§ **Given request 1**
Report how many lines of the listing contain the string "jersey", treating case as significant. Give only the number.
--- Begin Page excerpt ---
Focus Question: ‘Luhrmann’s film interpretation of Shakespeare’s Romeo and Juliet engages a contemporary audience.’ Write and essay which explains the various ways in which the film represents and reflects some of the major themes in Shakespeare’s play. Consider cinematic, dramatic and language techniques.
Baz Luhrmann’s 1996 film, Romeo and Juliet is an interpretation of Shakespeare’s 1595 play, of the same name. Since then, critics worldwide have considered that the Luhrmann interpretation is targeted at and engages a contemporary, modern day audience. Luhrmann uses various cinematic, dramatic and linguistic techniques. Luhrmann uses some of the techniques that Shakespeare had in his original play, such as the themes, literary conventions, dialogue and imagery, whilst using his own creativity and originality, such as the changing of the setting of the play.
--- End Page excerpt ---
--- Begin Input records ---
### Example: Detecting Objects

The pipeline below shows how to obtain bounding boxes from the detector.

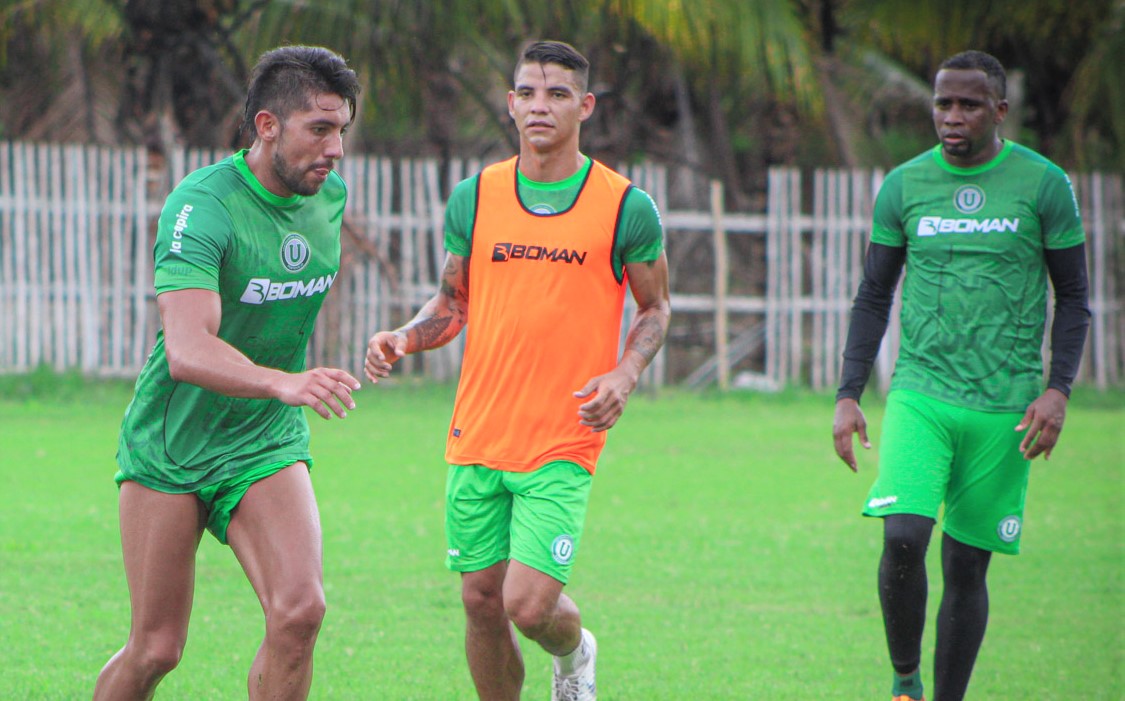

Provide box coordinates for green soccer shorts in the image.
[863,390,1031,555]
[446,460,593,584]
[114,460,301,545]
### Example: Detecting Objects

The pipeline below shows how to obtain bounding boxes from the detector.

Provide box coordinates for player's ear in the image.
[578,92,597,122]
[996,100,1008,124]
[254,109,281,141]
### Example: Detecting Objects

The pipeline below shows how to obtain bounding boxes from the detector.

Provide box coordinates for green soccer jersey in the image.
[446,159,664,274]
[871,141,1086,411]
[117,151,347,493]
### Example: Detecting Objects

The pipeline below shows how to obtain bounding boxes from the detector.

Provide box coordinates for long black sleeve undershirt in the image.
[1043,243,1090,397]
[836,243,907,402]
[836,243,1090,402]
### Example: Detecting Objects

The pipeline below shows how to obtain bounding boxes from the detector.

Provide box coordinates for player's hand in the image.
[363,331,406,383]
[277,368,359,419]
[833,398,871,473]
[1016,389,1067,460]
[574,368,637,433]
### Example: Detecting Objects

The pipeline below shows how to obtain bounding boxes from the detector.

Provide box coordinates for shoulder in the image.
[621,186,662,226]
[884,146,942,181]
[449,173,480,205]
[590,159,632,190]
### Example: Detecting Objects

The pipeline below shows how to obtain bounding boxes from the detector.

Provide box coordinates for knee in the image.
[883,514,934,565]
[133,633,186,680]
[461,584,504,621]
[266,590,326,641]
[504,595,555,640]
[942,537,992,592]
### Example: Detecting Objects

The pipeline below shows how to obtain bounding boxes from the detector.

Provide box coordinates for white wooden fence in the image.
[0,142,1125,396]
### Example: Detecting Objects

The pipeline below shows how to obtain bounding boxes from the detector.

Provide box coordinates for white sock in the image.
[555,636,586,674]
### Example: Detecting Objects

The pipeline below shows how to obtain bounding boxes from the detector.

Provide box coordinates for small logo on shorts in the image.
[953,185,984,214]
[551,533,574,565]
[867,496,899,509]
[996,516,1020,542]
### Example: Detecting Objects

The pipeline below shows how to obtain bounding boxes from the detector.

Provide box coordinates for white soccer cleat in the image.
[551,628,597,701]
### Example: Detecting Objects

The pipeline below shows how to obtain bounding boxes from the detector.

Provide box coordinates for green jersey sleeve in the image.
[153,187,233,295]
[613,187,664,264]
[444,174,480,258]
[1038,163,1086,249]
[871,169,907,248]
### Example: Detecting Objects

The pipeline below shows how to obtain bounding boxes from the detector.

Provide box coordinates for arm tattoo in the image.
[401,257,469,352]
[626,314,665,365]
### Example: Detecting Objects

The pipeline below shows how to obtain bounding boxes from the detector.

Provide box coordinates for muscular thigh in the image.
[942,410,1031,555]
[863,390,957,520]
[505,460,592,584]
[227,462,323,602]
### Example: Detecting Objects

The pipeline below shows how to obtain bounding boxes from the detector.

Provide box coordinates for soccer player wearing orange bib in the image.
[365,42,671,701]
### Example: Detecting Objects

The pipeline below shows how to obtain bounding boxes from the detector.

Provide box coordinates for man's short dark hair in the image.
[937,51,1008,100]
[515,42,590,93]
[242,46,359,138]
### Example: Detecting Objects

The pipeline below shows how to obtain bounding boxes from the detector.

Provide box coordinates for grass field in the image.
[0,377,1125,701]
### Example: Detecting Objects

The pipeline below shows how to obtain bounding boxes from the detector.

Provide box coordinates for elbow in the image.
[164,344,191,383]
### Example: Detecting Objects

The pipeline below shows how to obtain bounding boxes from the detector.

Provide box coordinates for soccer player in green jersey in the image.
[833,51,1089,701]
[93,46,359,700]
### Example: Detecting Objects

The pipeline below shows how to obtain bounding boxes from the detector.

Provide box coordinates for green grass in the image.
[0,376,1125,701]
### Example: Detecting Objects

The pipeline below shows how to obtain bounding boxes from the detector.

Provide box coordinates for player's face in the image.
[934,69,1008,168]
[272,93,351,197]
[507,63,594,152]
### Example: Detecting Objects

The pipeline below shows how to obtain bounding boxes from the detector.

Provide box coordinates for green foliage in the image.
[0,376,1125,701]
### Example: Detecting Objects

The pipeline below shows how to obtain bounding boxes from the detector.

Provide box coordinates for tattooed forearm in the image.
[404,316,457,350]
[626,311,668,365]
[398,255,469,353]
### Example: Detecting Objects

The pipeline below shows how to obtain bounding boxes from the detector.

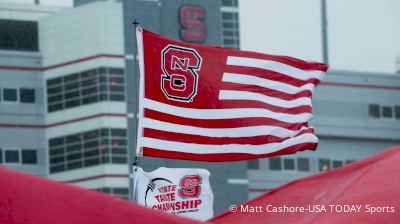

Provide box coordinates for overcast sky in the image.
[239,0,400,73]
[0,0,400,73]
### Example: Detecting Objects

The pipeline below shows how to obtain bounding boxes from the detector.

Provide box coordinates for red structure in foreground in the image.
[0,167,203,224]
[210,147,400,224]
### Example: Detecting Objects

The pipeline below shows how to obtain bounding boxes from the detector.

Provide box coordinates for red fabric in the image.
[0,167,206,224]
[210,147,400,224]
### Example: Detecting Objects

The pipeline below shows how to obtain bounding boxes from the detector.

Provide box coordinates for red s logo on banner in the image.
[161,45,202,102]
[178,175,202,198]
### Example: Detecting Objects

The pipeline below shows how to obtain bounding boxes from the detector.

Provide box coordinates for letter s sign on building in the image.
[179,5,206,43]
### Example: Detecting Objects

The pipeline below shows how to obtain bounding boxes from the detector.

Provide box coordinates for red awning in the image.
[0,166,203,224]
[210,147,400,224]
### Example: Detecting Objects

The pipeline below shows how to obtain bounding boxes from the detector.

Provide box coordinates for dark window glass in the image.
[67,161,82,170]
[65,99,79,108]
[99,67,107,74]
[63,73,79,83]
[83,130,99,140]
[47,95,62,104]
[3,88,18,102]
[47,86,62,95]
[108,68,124,75]
[50,164,65,173]
[49,137,64,147]
[332,160,343,169]
[50,156,64,164]
[222,12,233,19]
[319,159,331,171]
[247,159,260,170]
[111,129,126,137]
[382,106,393,118]
[85,158,100,167]
[269,157,282,170]
[394,106,400,119]
[283,158,294,170]
[112,157,128,164]
[22,149,37,164]
[50,146,64,156]
[48,103,64,112]
[47,78,62,87]
[112,188,129,195]
[5,150,19,163]
[297,158,310,171]
[19,88,35,103]
[67,153,82,161]
[0,19,39,51]
[368,104,381,118]
[110,94,125,101]
[82,96,98,105]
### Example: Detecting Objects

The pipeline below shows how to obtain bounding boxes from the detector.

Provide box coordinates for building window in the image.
[297,158,310,171]
[0,19,39,51]
[4,149,19,163]
[222,0,238,7]
[22,149,37,164]
[332,160,344,169]
[3,88,18,102]
[283,158,295,170]
[247,159,260,170]
[382,106,393,118]
[269,157,282,170]
[49,128,128,173]
[47,67,125,113]
[368,104,381,118]
[394,106,400,119]
[319,159,331,171]
[19,88,35,103]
--- End Input records ---
§ **Given request 2**
Extend the essay on Luhrmann's film of Romeo and Juliet, beginning after its final sentence.

§ **Task answer 1**
3

§ **Task answer 2**
First and foremost, in Shakespeare’s play, the setting was in the quaint old city of Verona, a community on the outskirts of Venice, in Italy. In Zeffirelli’s film, the setting is similar, a country city, in Italy, where the main means of transportation is by horseback, the infrastructure is predominantly seen to be a marketplace, where all the discussions and fight-scenes take place, and the weapons are swords, just like they are in the 1595 play. On the other hand, Luhrmann has decided to change the setting and all the various other “old-fashioned” sections of the play. The film is now set in a modern day city, Miami, in Florida, the United States, as well as Mexico City. Instead of marketplaces, horses and swords, there are now skyscrapers, helicopters and guns. Baz Luhrmann has changed some details of the Shakespeare’s play to cater for a contemporary, modern day audience, whilst at the same time, still holding true to the original text.
Themes are a very important part of Romeo and Juliet. The play presents and explores many different issues and concerns, some which are still pertinent to audiences today, despite the fact that Romeo and Juliet was written more than 400 years ago. Baz Luhrmann skillfully incorporates these themes into his film.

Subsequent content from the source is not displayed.